Doel A
Op welk percentage stelt de verzekeringsarts in het artikel over het telefonische consult de mate van arbeidsongeschiktheid vast na het telefonische contact met de werknemer?

Verzekeringsarts bezwaar en beroep mag consult telefonisch geven

Wanneer een fysiek consult geen toegevoegde waarde heeft in bezwaar- en beroepszaken, mag een verzekeringsarts zo'n consult ook telefonisch geven. Dat blijkt in een zaak over een afgewezen WIA-aanvraag.

Wanneer een productiemedewerker zich ziek meldt vanwege handklachten na een bedrijfsongeval, wordt hij door het UWV in aanmerking gebracht voor een Ziektewetuitkering. Twee jaar later bezoekt hij in het kader van de re-integratie en zijn WIA-aanvraag (Wet werk en inkomen naar arbeidsvermogen) een verzekeringsarts van het UWV, die hem lichamelijk onderzoekt. Hierna concludeert een arbeidsdeskundige dat de re-integratie-inspanningen van de werkgever onvoldoende zijn geweest. Het UWV legt het bedrijf daarom een loonsanctie op en de behandeling van de WIA-aanvraag wordt uitgesteld.

Ongegrond

Een aantal maanden later heeft de werknemer telefonisch contact met de verzekeringsarts, die hij eerder heeft bezocht. De werknemer geeft aan dat hij nog steeds met dezelfde klachten kampt. De arts stelt hierna de mate van arbeidsongeschiktheid op 6,62 procent en acht de man in staat zijn functie te verrichten. Omdat de man minder dan 35 procent arbeidsongeschikt is, wordt de WIA-aanvraag afgewezen. De werknemer maakt bezwaar tegen dit besluit, waarop hij contact heeft met een verzekeringsarts bezwaar en beroep. Dit contact vindt plaats met een telefonisch consult. Vervolgens wordt het bezwaar van de man door de rechtbank ongegrond verklaard. Een jaar later wordt de werknemer na een nieuw ongeval voor 80-100 procent arbeidsongeschikt verklaard.

Onzorgvuldig

De man gaat in hoger beroep tegen de ongegrondverklaring van het bezwaar. Het medisch onderzoek zou onzorgvuldig zijn geweest, omdat hij alleen telefonisch contact heeft gehad met de verzekeringsarts. Ook zou de arts onvoldoende hebben onderbouwd waarom aanvullend lichamelijk onderzoek in bezwaar geen toegevoegde waarde zou hebben. Er is voldoende twijfel gezaaid over de juistheid van het medisch oordeel van het UWV, zodat er vanwege het beginsel van equality of arms een onafhankelijke verzekeringsarts als deskundige moet worden aangewezen, aldus de werknemer.

Opgeslagen gegevens
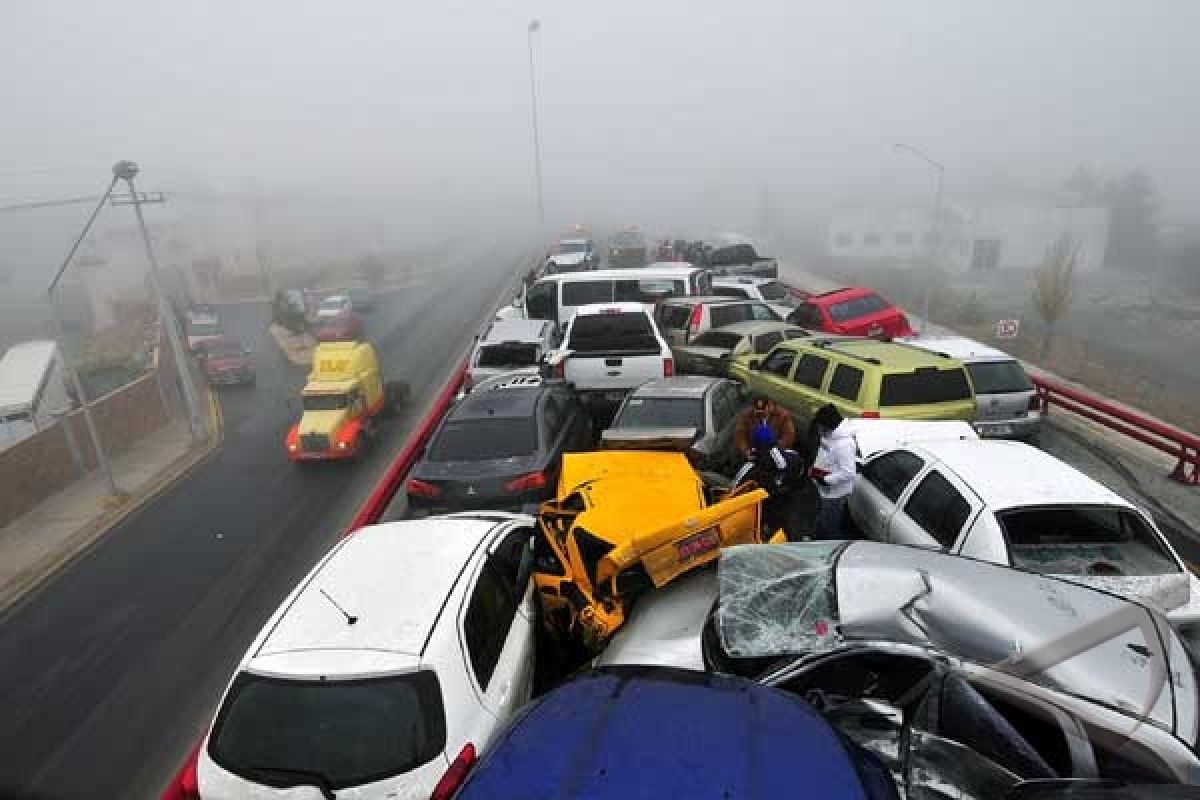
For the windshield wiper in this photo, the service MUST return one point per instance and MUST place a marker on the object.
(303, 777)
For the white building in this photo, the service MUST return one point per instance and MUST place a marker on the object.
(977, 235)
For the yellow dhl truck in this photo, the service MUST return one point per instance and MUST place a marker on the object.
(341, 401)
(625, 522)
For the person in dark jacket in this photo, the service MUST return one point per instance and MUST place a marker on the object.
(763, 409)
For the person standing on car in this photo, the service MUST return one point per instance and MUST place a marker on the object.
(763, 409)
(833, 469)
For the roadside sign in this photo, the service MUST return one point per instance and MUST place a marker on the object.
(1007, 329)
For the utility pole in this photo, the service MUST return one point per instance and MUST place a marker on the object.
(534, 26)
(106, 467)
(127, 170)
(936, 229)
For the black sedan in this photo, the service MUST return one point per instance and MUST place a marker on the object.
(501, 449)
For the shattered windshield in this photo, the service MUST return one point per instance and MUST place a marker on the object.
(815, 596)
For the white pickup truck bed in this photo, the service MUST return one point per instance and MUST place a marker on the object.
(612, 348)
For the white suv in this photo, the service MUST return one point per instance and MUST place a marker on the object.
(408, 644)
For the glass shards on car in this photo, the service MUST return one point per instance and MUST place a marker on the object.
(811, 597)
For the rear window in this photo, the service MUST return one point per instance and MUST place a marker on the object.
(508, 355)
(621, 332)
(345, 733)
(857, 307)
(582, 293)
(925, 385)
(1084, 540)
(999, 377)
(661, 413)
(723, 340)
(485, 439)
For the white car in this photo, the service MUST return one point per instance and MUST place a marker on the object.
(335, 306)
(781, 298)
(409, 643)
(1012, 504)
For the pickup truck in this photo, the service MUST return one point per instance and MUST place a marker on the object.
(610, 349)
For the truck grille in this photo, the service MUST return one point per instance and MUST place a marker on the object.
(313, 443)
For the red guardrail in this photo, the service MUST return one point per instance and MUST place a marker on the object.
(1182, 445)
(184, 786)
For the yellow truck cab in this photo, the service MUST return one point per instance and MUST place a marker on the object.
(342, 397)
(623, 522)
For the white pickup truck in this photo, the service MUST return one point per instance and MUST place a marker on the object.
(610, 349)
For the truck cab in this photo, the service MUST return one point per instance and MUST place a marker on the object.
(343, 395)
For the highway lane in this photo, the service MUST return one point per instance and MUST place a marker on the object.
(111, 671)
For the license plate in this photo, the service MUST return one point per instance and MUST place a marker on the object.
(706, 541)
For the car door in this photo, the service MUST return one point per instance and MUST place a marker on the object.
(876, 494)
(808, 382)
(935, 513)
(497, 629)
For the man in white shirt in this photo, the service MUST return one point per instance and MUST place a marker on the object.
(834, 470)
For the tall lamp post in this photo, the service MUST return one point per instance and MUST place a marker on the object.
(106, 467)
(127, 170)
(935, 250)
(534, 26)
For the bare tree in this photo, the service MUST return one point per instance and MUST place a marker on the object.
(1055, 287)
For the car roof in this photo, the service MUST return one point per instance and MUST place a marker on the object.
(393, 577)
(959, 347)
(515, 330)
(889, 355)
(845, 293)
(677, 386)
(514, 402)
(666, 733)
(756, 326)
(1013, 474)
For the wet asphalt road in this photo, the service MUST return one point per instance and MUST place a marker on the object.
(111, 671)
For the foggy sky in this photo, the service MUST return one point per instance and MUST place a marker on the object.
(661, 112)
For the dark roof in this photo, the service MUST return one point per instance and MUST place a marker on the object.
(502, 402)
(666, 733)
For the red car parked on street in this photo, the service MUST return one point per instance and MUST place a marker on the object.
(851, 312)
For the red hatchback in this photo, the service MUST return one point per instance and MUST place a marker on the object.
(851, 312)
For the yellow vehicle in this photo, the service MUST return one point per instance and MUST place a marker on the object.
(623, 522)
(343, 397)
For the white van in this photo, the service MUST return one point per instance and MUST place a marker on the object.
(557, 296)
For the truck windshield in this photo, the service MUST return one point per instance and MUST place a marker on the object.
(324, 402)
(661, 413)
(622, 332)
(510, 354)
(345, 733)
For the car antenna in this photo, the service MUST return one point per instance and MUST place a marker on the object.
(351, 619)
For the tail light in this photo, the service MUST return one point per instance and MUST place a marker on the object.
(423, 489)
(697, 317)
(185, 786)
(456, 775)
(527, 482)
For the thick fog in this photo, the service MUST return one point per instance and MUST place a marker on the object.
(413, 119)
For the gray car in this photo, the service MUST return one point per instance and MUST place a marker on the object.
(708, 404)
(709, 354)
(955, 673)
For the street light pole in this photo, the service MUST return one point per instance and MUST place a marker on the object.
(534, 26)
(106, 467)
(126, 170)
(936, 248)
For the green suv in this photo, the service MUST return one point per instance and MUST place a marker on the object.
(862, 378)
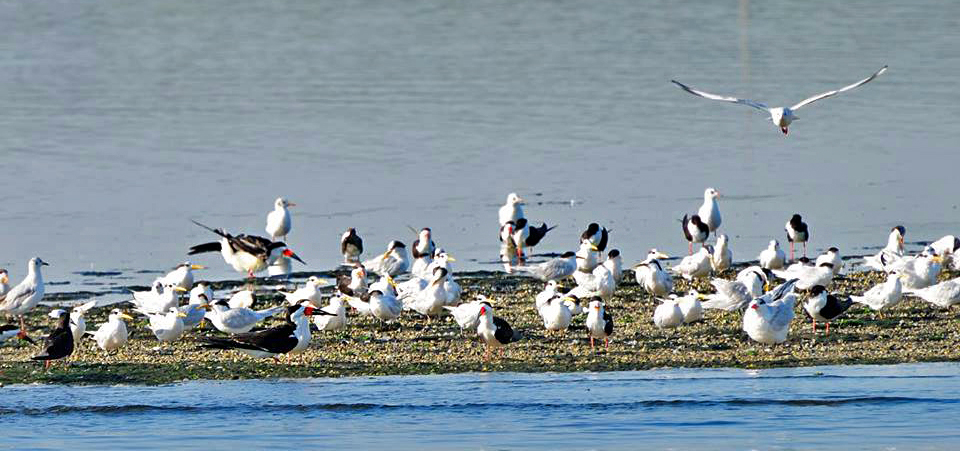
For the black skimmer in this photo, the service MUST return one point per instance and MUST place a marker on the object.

Doel B
Neem uit de records ongewijzigd de regels over vanaf de regel met "For the tall" tot en met de regel met "(1055, 287)".

Schriftelijk antwoord A
6,62 procent.

Schriftelijk antwoord B
For the tall lamp post in this photo, the service MUST return one point per instance and MUST place a marker on the object.
(106, 467)
(127, 170)
(935, 250)
(534, 26)
For the bare tree in this photo, the service MUST return one point per instance and MUST place a marker on the object.
(1055, 287)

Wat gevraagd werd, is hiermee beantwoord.